Source passage.
╭──
Manuel: Yeah. I mean, if you don’t do it often, and was there any particular reason that she decided that was it just, hey, let’s do something and or was there a reason behind joining Toastmasters outside?


Sirinda: Susan convinced, she said it would be fun and we both benefit from it and she, like me, we spent a lot of time at our desk handling problems and stuff and not really getting out.


Manuel: And so it wasn’t like, hey, we’re starting to speak more. Hey, we’re trying to do, there was no, at that time, there was no end goal. It was just like, hey, we’re going to get out and get to talk to people. Yeah. But looking back, I should have identified that I had kind of lost some skills there that I had gotten a little, they say that happens with animals, right? Like if you don’t get out, if you have a horse and you don’t walk him and get him out running for a while, he wants to just stay in the stall.


Manuel: Right.


Sirinda: Same thing with your cube. [Laughter]


Manuel: You’re like, I’m going to sit here. This is comfortable.


Sirinda: I’m going to stay on my cube and work and not talk to anybody.


Manuel: So it’s funny because now this is kind of the first one. And I think we’ve talked about this before, or maybe, maybe we didn’t, or maybe you don’t remember, but that position that you talked about at VMware, where you’re doing that presentation, we were actually both interviewing for that same position at the same time.


Sirinda: Yeah. We found out afterwards, right?


Manuel: And just in conversation. So what was that experience of going through? And I’m assuming when you did the Dell sales role, that was not a similar interview process.


Sirinda: Oh no. No, I would say the Dell one felt a little bit more like the Qualcomm one, where I was super nervous, had to go down to actually, actually my boss, and I only had him for a short time because the reorgs and stuff, he moved on to like global accounts. And he’s still with Dell this day. He’s been there a long time. Something about Dell, and they like to stay at Westin’s. So I didn’t even know where the Westin was here in Las Vegas. It’s not as big and flashy as some of our other properties. And I met him there at the Starbucks, but I had to do some like video interviews, then meet him in person. And I met him at the Westin, and he hired me. So it was a little different than the Qualcomm one. But I will say, if you remember, I said that the salesperson told me I wouldn’t have to travel very much. There’s a lot of education. I had to go to Texas a lot for Dell. So those in those cases, like I did have challenge, who’s going to help watch the kids? What am I going to do with the kids? While I’m in Texas. Do I take them with me? But yeah, I did travel a little more than I thought I was going to have to. So always like when they tell you it’s going to be whatever percent travel, maybe buffer.


Manuel: Maybe bump it up a couple, you know, 10, 20%. Yeah.


Sirinda: But the VMware one, so I had wanted to work at VMware like as I was leaving Dell.


Manuel: And if I remember correctly, and I did a little bit of research at some point in there, and it might have been before. So did you, you said you don’t remember if you went from Dell to VMware? Or at one point Trend Micro was in there somewhere.
╰──
Source material.
╭──
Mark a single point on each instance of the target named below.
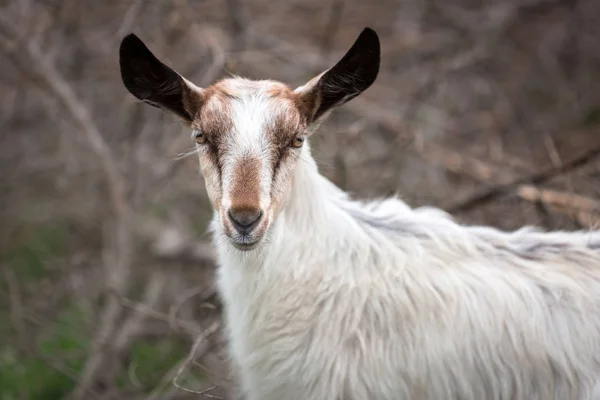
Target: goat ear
(352, 75)
(153, 82)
╰──
Copy the stretch of the interview transcript from "Sirinda: Same thing" through "out afterwards, right?", swapping "cube" for "desk" wherever it occurs.

Sirinda: Same thing with your desk. [Laughter]


Manuel: You’re like, I’m going to sit here. This is comfortable.


Sirinda: I’m going to stay on my desk and work and not talk to anybody.


Manuel: So it’s funny because now this is kind of the first one. And I think we’ve talked about this before, or maybe, maybe we didn’t, or maybe you don’t remember, but that position that you talked about at VMware, where you’re doing that presentation, we were actually both interviewing for that same position at the same time.


Sirinda: Yeah. We found out afterwards, right?